Material for this exercise =>
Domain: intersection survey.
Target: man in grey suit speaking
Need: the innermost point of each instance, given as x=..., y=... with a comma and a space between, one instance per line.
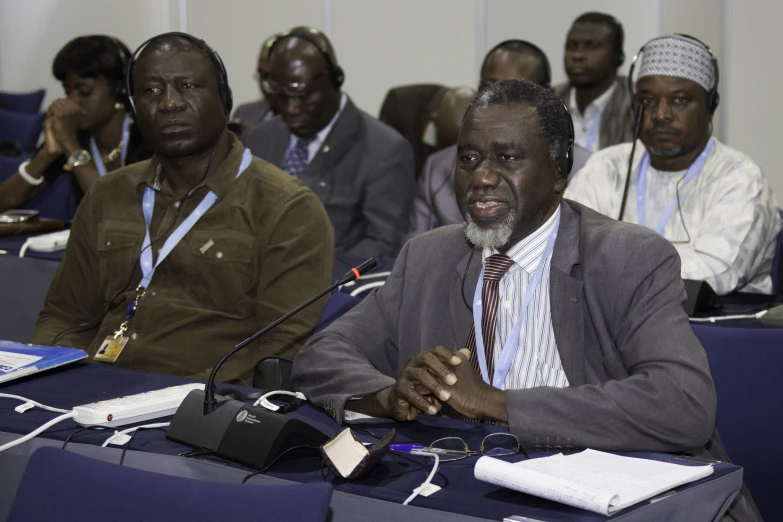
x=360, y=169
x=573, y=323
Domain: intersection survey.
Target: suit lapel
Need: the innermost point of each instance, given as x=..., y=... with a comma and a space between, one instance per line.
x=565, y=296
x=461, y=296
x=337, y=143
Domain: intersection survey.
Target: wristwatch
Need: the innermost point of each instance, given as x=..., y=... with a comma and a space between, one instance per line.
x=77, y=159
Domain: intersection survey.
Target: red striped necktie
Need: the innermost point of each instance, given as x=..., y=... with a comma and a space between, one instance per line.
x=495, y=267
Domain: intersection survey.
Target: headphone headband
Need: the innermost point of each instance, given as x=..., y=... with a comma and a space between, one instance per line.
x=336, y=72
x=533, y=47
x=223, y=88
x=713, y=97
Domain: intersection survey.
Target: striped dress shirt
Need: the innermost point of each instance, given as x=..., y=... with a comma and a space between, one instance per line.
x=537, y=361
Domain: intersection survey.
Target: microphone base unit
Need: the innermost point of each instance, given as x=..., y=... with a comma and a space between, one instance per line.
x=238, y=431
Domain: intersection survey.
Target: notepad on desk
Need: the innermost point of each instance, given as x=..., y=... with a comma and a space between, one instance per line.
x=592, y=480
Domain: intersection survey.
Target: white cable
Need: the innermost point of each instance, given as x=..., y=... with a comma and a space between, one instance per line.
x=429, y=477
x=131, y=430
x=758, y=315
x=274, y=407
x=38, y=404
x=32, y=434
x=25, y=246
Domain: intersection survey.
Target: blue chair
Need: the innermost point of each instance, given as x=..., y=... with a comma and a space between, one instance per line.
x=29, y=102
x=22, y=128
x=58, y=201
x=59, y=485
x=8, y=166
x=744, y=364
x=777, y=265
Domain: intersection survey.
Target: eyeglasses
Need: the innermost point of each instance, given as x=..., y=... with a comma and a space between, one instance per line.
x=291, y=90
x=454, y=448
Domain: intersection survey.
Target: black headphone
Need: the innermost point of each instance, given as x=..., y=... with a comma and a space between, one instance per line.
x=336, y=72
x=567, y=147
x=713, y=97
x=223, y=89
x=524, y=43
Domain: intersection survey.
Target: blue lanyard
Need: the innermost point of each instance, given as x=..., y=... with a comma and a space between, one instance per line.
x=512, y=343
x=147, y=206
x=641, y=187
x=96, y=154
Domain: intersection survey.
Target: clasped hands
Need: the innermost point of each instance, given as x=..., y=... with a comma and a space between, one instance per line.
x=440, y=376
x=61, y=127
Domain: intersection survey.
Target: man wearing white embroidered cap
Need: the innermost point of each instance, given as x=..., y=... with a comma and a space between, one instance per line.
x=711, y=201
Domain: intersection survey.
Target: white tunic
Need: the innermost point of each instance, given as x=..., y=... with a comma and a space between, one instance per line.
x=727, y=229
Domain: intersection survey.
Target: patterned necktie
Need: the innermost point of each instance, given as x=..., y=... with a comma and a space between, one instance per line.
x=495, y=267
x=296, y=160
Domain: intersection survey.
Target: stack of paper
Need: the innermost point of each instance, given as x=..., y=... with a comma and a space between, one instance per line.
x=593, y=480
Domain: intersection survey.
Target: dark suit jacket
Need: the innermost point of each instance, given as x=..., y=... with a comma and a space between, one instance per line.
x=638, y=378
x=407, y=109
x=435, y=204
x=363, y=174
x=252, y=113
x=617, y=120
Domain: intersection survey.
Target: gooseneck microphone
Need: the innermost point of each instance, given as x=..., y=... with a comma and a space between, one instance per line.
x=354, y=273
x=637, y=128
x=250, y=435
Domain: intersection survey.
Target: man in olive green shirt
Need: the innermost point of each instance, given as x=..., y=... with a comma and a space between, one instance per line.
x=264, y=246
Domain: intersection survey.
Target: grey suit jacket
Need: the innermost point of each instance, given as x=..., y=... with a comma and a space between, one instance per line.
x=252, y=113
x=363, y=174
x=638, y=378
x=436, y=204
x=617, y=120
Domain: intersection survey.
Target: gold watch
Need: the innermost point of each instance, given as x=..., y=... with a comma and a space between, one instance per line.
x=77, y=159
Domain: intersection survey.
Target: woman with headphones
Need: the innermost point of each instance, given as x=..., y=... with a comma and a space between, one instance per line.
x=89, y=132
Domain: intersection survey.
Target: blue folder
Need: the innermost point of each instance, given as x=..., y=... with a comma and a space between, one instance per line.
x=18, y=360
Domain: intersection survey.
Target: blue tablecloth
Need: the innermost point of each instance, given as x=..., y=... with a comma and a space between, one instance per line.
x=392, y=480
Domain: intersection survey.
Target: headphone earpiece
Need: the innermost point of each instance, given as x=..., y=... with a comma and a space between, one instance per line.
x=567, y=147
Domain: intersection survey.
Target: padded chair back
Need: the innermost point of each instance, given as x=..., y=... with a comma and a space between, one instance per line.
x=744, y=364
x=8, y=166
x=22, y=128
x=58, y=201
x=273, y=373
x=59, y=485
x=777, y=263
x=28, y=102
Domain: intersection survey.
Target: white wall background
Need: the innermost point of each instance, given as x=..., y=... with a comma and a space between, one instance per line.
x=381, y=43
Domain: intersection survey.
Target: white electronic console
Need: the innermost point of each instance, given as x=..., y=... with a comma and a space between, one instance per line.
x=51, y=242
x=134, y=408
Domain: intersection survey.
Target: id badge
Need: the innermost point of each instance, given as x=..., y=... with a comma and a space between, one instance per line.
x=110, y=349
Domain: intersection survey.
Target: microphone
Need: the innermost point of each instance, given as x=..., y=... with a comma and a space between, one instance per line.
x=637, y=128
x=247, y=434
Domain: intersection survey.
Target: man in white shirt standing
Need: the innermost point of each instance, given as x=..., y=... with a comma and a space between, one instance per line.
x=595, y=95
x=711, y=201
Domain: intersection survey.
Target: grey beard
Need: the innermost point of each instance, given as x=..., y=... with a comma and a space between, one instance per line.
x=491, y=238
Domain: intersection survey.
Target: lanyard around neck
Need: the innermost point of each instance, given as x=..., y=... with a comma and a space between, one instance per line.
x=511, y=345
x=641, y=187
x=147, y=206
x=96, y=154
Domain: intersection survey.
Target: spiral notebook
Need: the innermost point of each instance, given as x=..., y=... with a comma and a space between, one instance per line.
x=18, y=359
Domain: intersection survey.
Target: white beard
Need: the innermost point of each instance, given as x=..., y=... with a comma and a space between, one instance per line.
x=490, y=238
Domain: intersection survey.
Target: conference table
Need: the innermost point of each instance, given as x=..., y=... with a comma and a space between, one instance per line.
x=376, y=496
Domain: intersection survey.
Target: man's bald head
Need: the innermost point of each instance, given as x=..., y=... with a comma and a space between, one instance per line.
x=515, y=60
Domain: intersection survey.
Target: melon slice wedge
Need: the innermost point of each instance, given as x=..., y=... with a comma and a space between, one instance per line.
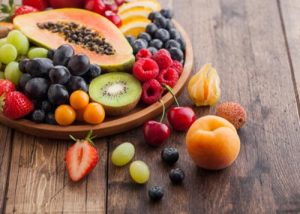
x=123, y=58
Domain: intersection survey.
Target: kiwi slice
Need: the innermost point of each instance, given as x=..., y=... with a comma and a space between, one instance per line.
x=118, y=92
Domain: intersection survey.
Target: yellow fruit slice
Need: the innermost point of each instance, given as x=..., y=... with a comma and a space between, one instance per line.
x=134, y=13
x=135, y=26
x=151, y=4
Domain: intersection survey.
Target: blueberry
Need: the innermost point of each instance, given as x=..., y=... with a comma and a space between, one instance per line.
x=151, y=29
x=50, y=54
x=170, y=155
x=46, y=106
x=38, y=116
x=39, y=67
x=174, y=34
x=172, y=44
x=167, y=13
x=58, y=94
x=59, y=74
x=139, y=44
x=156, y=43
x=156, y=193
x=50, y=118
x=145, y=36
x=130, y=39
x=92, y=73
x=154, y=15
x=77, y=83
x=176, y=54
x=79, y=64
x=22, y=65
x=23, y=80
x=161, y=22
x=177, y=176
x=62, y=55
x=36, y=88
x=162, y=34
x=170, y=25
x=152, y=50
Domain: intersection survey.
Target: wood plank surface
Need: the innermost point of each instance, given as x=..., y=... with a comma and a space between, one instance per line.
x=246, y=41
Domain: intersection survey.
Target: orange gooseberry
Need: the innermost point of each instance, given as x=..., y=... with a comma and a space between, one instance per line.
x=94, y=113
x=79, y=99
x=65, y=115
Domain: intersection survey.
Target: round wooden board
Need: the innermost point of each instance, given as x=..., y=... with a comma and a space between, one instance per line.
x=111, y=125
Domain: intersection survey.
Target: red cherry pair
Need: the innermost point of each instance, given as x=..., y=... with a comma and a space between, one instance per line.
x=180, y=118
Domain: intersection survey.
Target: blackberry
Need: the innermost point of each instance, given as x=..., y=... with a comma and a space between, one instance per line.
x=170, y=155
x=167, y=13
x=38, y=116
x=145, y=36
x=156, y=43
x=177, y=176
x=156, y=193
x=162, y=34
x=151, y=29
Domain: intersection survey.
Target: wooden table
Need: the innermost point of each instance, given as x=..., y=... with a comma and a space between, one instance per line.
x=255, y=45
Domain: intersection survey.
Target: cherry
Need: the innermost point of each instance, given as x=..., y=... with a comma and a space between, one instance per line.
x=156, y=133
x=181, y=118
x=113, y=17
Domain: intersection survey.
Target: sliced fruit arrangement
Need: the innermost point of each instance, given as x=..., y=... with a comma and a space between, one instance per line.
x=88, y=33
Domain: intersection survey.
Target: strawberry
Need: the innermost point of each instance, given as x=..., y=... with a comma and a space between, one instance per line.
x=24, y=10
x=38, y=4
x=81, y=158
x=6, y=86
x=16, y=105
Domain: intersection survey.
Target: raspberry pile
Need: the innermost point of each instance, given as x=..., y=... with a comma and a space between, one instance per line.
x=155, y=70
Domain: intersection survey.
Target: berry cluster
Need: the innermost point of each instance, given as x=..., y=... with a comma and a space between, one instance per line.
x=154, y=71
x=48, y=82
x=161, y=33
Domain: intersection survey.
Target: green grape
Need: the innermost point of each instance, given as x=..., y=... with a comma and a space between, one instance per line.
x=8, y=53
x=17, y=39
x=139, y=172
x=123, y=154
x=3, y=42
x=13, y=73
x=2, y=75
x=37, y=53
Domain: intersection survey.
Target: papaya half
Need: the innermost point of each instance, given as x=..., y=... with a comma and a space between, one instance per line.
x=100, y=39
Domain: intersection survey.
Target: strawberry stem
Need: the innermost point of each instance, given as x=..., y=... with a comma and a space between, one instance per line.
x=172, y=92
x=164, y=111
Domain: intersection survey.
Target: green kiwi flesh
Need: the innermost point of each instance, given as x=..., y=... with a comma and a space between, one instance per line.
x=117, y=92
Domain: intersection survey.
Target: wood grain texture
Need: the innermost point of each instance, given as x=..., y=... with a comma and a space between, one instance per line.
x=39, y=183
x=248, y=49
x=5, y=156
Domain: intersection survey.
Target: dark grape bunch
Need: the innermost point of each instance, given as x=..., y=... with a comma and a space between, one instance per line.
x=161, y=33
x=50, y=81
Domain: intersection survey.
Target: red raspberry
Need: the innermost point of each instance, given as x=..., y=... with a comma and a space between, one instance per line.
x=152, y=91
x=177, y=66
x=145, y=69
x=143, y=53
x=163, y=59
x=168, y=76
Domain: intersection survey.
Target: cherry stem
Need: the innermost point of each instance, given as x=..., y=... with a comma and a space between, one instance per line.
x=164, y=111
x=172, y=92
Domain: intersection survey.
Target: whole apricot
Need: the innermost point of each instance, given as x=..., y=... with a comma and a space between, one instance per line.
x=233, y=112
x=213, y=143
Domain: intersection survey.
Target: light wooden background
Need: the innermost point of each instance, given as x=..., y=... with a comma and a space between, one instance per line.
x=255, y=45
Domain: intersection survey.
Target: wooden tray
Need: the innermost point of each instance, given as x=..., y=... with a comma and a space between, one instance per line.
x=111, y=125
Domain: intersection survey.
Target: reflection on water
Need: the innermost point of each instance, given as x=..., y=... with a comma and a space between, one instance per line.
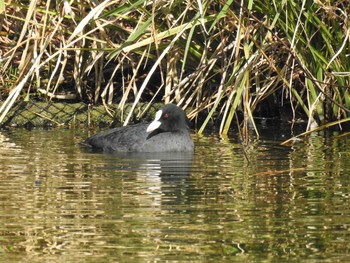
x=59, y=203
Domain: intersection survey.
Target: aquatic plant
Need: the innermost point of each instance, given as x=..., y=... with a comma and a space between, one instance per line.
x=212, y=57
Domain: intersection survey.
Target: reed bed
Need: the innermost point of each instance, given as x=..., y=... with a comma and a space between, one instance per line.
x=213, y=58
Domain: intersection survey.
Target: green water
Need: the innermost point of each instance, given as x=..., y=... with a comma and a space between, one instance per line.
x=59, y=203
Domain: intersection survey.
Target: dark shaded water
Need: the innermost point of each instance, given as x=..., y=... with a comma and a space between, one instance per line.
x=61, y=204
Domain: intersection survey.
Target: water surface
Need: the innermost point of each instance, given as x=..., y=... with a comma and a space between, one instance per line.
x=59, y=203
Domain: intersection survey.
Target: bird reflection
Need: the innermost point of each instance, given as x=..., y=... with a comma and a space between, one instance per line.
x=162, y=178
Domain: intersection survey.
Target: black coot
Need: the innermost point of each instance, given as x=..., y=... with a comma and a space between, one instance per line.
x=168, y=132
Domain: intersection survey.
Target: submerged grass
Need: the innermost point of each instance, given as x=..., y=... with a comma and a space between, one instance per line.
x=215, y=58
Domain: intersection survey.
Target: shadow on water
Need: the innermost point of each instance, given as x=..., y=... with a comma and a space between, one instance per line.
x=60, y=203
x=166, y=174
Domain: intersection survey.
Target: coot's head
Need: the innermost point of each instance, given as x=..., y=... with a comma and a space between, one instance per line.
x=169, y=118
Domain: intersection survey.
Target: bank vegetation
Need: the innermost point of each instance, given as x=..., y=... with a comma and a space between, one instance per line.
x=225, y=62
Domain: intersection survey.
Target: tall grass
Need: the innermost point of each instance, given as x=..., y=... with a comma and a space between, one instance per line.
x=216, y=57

Exercise =>
Could the lines from the first entry through the line that contains "Target: white cable" be copied exactly, with all pictures left out?

Answer section =>
Domain: intersection survey.
Target: man in grey suit speaking
Need: the innermost point of each instance, given as x=..., y=... with a comma and a space between, one instance per line.
x=360, y=169
x=573, y=323
Domain: intersection survey.
Target: suit lapel
Need: the innermost point of each instance, given as x=..., y=... with a comma and a space between, one instance per line.
x=565, y=296
x=461, y=296
x=337, y=143
Domain: intersection survey.
Target: wristwatch
Need: the innermost point of each instance, given as x=..., y=... with a comma and a space between, one instance per line.
x=77, y=159
Domain: intersection survey.
Target: red striped necktie
Need: the innermost point of each instance, given as x=..., y=... with a comma and a space between, one instance per line.
x=495, y=267
Domain: intersection survey.
Target: headphone headband
Need: the innermost point of each instance, given as x=..., y=... with a comma and a space between, one instance per line.
x=336, y=72
x=533, y=47
x=223, y=88
x=713, y=97
Domain: intersection survey.
Target: striped dress shirt
Need: the innermost point of each instance, given as x=..., y=... with a comma and a space between, one instance per line.
x=537, y=361
Domain: intersection survey.
Target: microphone base unit
Need: the innermost point of each instance, given as x=..., y=... with a comma and a space between, one instance per line.
x=238, y=431
Domain: intersection survey.
Target: notepad on desk
Need: the innermost point of each instance, given as x=..., y=... with a comma and a space between, one instance per line.
x=592, y=480
Domain: intersection survey.
Target: white cable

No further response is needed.